## Aim of the exercise
Line by line, transcribe the data below exactly and pass over the images.

Records from a data collection:
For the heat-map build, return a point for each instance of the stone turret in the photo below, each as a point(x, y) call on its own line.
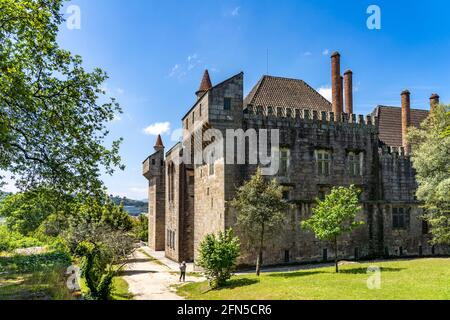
point(205, 85)
point(348, 79)
point(406, 119)
point(154, 171)
point(434, 101)
point(336, 87)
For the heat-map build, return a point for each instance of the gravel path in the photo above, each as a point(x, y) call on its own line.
point(150, 280)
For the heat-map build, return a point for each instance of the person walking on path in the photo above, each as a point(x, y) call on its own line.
point(183, 271)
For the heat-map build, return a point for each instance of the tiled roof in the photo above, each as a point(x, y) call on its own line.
point(283, 92)
point(390, 123)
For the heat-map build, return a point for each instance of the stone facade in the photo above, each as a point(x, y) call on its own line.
point(189, 201)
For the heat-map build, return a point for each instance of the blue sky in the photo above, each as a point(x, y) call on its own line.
point(155, 53)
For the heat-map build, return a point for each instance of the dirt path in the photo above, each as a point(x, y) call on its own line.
point(150, 280)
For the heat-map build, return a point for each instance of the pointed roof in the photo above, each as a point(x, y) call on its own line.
point(390, 123)
point(284, 92)
point(159, 143)
point(206, 84)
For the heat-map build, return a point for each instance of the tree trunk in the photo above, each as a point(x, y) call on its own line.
point(260, 249)
point(336, 255)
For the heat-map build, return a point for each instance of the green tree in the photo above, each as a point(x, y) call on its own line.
point(335, 216)
point(430, 156)
point(218, 255)
point(261, 211)
point(100, 233)
point(104, 253)
point(53, 113)
point(140, 226)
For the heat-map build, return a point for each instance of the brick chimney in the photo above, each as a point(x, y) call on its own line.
point(406, 119)
point(341, 94)
point(159, 144)
point(434, 101)
point(348, 79)
point(336, 84)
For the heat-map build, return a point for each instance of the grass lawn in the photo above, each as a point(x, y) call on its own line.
point(34, 277)
point(400, 280)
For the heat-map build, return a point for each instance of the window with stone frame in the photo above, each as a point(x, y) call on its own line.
point(400, 218)
point(211, 164)
point(227, 104)
point(171, 174)
point(323, 159)
point(285, 155)
point(425, 227)
point(355, 163)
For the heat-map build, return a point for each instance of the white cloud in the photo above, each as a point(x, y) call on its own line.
point(138, 192)
point(326, 92)
point(117, 118)
point(157, 128)
point(174, 70)
point(180, 70)
point(235, 11)
point(193, 61)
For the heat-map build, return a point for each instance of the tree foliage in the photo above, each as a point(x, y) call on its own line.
point(53, 113)
point(430, 156)
point(335, 216)
point(100, 234)
point(218, 255)
point(261, 211)
point(140, 226)
point(104, 253)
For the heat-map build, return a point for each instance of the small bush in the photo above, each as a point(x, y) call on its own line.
point(140, 227)
point(10, 240)
point(218, 256)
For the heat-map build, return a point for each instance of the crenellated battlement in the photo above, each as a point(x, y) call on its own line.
point(308, 115)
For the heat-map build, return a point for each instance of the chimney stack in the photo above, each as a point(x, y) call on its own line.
point(348, 77)
point(335, 84)
point(158, 144)
point(406, 119)
point(434, 101)
point(341, 94)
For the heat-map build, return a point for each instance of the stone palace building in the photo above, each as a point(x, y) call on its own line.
point(322, 145)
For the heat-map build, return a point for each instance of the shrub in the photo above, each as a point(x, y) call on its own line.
point(141, 227)
point(218, 256)
point(10, 240)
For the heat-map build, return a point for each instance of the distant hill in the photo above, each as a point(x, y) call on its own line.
point(133, 207)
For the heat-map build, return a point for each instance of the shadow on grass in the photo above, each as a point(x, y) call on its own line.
point(364, 270)
point(232, 284)
point(35, 262)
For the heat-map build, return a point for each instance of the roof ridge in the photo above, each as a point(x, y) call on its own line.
point(315, 91)
point(258, 89)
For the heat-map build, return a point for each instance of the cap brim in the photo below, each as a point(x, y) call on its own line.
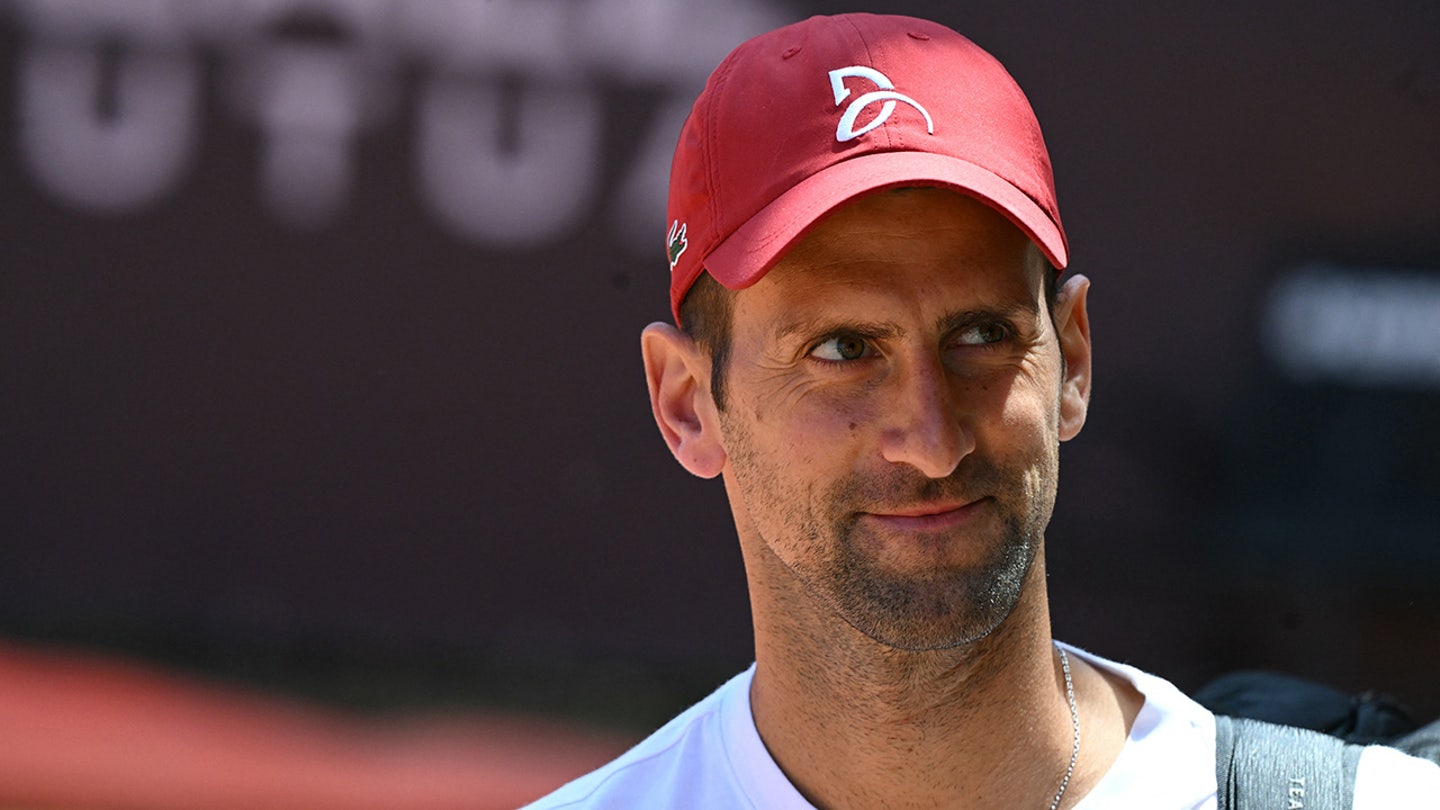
point(748, 254)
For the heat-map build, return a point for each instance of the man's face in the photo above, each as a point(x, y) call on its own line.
point(894, 414)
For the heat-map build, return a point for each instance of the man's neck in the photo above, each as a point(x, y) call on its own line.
point(857, 724)
point(987, 725)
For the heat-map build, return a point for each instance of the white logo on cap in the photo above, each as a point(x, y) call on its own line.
point(846, 131)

## Result of the task
For the heat-map build, return a point for each instance of the stone turret in the photo below, each as a point(x, y) call on its own line.
point(205, 85)
point(348, 79)
point(406, 119)
point(154, 171)
point(434, 101)
point(336, 87)
For the heat-map build, return a point for each instance of the gravel path in the photo above, each as a point(x, y) call on its own line.
point(150, 280)
For the heat-map build, return a point for each instance of the person walking on path in the photo above, each as a point(x, y) call on its own line.
point(183, 271)
For the heat-map build, return a point for each instance of the tiled roof in the photo above, each as a point(x, y) call on its own line.
point(283, 92)
point(390, 123)
For the heat-map build, return a point for each instance of the stone facade in the photo above, each as a point(x, y) call on its own line.
point(189, 201)
For the heat-map build, return a point for each instance of the blue sky in the photo above, each as a point(x, y) call on its own line.
point(155, 53)
For the heat-map build, return a point for each instance of the dirt path in the photo above, each as a point(x, y) call on its own line.
point(150, 280)
For the heat-map build, return a point for each instance of the pointed roof in the photo above, each as a point(x, y) call on its own line.
point(390, 123)
point(284, 92)
point(159, 143)
point(206, 84)
For the heat-map build, return a point for each instance of the tree trunk in the photo above, each as a point(x, y) call on its own line.
point(260, 249)
point(336, 255)
For the heat-map build, return a point for each instance of the green tree in the photo above, each as a point(x, y) call on its own line.
point(335, 216)
point(430, 156)
point(218, 255)
point(261, 211)
point(100, 233)
point(104, 253)
point(53, 113)
point(140, 226)
For the heat-map build, return a point for each instance of the brick chimney in the photo above, each as a point(x, y) call on its own line.
point(406, 119)
point(341, 94)
point(159, 144)
point(434, 101)
point(348, 79)
point(336, 84)
For the heat-map build, return a point for each instance of the grass lawn in the photo above, each as a point(x, y) call on its own line.
point(34, 277)
point(400, 280)
For the heat-map build, return a point for each instance of the window with stone frame in the photo above, each as a point(x, y) call on its own line.
point(400, 218)
point(211, 164)
point(227, 104)
point(171, 174)
point(323, 159)
point(285, 155)
point(425, 227)
point(355, 163)
For the heat-map build, return a point for each instance of the white cloud in the photo above, each as a point(x, y) call on its own line.
point(138, 192)
point(326, 92)
point(117, 118)
point(157, 128)
point(174, 70)
point(180, 70)
point(235, 11)
point(193, 61)
For the heat-map build, return a point for each instance of the tree foliage in the photo above, each as a point(x, y) call on its own line.
point(53, 113)
point(430, 156)
point(335, 216)
point(100, 234)
point(218, 255)
point(261, 211)
point(140, 226)
point(104, 253)
For the heat-map build, return a point for each instance of the small bush in the photo above, each as a point(x, y) call on its own line.
point(140, 227)
point(10, 240)
point(218, 256)
For the heat-map build, return a point for each instance of the crenellated battlement in the photo above, each as a point(x, y) call on its own line.
point(308, 115)
For the heat-map build, return a point for each instance of the chimney stack in the photo above, each as a point(x, y) call on its own line.
point(348, 77)
point(335, 84)
point(158, 144)
point(406, 119)
point(434, 101)
point(341, 94)
For the heat-map build, return a point for each instance of the stone palace building in the photo above, each as a point(x, y) call on its own line.
point(322, 145)
For the heat-map build, return a point for each instance of the shrub in the photo above, each as a point(x, y) call on its own line.
point(141, 227)
point(218, 256)
point(10, 240)
For the heat-map build, return a point for each instance of the distant hill in the photo above, each as a point(x, y) call on its own line.
point(133, 207)
For the heat-map build, return a point for each instance of the shadow on grass in the photo above, each as a point(x, y) call on its own line.
point(364, 270)
point(232, 284)
point(35, 262)
For the heat-map build, return a point for each instance of the roof ridge in the photo above, each as a point(x, y) call on its own line.
point(315, 91)
point(258, 89)
For the heat-map build, return a point for each instance of the cap brim in the photo below, each as a point(x, y) call on its own line.
point(748, 254)
For the heat-map build, return a point for each instance of the man's face in the photo above, each as a point(x, y) call on its own line.
point(894, 414)
For the heat-map build, return a point for each instance of the man's neck in the photo above, each as a point(x, y) call on its own line.
point(857, 724)
point(987, 725)
For the heat-map build, return a point for each instance of the white logo on cap in the photo above, each as a point(x, y) call on its own line.
point(846, 131)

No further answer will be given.